Hold them horses. I disagree. You're just saying it, but what's your basis?
 My unique experience in using D2 without Phobos lead me to encounter two
 cases that show how the D2 const system is just a pain in the behind for
 some really reasonable tasks.

 First case:

 You want to sort an array of strings using a function. Strings can be
 all of these types: char[], const(char)[] and immutable(char)[]. What
 would be the signature of such a function?
This boils down to: "You want to sort an array of T[], U[], or V[], where the three types are loosely-related, except U is a supertype of both T and V and the three have the same layout. What would be the signature of such a function?" The answer is (to a reasonable approximation) simple: sort(X)(X[] data) if (is(X : U) && X.sizeof == U.sizeof); This has nothing to do with qualifiers. Qualified types are distinct, and obey the classic subtyping and layout rules known since the dawn of humankind: const is a supertype of mutable and immutable, and they all have the same layout. Complaining about that equates to complaining about subtyping.
 It can't be sort(const(char)[][]) because it's unsafe to case char[][]
 and immutable(char)[][] to that argument type (see
 http://d.puremagic.com/issues/show_bug.cgi?id=4251 ).
 It can't be sort(const(char[])[]) because you can't actually sort that!

 The only good way I found is to use a cast inside the function with the
 second signature. Obviously I'm glad there's a workabout, but surely a
 cast isn't a good thing.
You'd do the same if you wanted to sort arrays of base and arrays of derived with the same routine.
 Second case:

 inout was meant to solve issues with functions that return slices of
 inputs. What about a class that is dedicated to the same functionality?

 E.g. this works fine:

 inout(char)[] half(inout(char)[]);

 But what about this:

 struct Slicer
 {
 char[] a;
 char[] half();
 }

 Note that the type of the input (the member 'a') must be the same as the
 output of the half method. I don't know how to accomplish this without
 templates.

________________________________________

[Written request 1] Count the lines in the entries that contain the string "Please", treating case as significant, and reply with the number alone.
The const discussion above and the entries after it are unrelated.

[Exercise material]
________________________________________

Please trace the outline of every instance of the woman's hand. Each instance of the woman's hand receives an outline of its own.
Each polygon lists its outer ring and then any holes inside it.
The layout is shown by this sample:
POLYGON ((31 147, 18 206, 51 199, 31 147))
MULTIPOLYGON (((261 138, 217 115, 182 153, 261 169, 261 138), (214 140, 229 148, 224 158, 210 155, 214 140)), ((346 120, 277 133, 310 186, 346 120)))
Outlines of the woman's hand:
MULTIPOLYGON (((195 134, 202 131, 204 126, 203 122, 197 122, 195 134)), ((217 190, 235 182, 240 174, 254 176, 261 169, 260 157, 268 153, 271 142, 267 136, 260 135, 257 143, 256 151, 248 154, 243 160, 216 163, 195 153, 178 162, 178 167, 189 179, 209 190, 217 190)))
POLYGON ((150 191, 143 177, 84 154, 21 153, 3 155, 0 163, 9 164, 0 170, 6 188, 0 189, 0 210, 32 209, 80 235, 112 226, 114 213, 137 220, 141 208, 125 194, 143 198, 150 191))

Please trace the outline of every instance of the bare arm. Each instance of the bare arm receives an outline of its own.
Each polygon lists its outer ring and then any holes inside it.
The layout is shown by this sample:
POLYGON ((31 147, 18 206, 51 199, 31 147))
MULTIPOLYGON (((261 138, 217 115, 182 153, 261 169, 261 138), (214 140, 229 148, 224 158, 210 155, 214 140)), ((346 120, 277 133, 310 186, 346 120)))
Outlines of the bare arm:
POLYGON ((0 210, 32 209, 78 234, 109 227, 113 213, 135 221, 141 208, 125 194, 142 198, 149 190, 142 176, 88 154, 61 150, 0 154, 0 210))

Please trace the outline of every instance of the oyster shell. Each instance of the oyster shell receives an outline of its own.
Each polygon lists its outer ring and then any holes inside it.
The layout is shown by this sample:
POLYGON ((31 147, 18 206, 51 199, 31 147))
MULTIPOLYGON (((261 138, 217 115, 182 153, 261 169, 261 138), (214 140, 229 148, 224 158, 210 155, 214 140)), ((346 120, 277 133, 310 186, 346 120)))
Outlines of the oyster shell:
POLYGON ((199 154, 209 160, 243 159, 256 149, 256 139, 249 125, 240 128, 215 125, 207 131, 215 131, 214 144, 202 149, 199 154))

________________________________________

[Written request 2]
Answer these from the const discussion:
(a) According to the reply, which qualifier is a supertype of both mutable and immutable?
(b) In the first case, which sort signature is said to be impossible to actually sort?
(c) In the second case, what was inout meant to solve?

[Full solution 1] 3

[Full solution 2]
(a) const
(b) sort(const(char[])[])
(c) Issues with functions that return slices of inputs.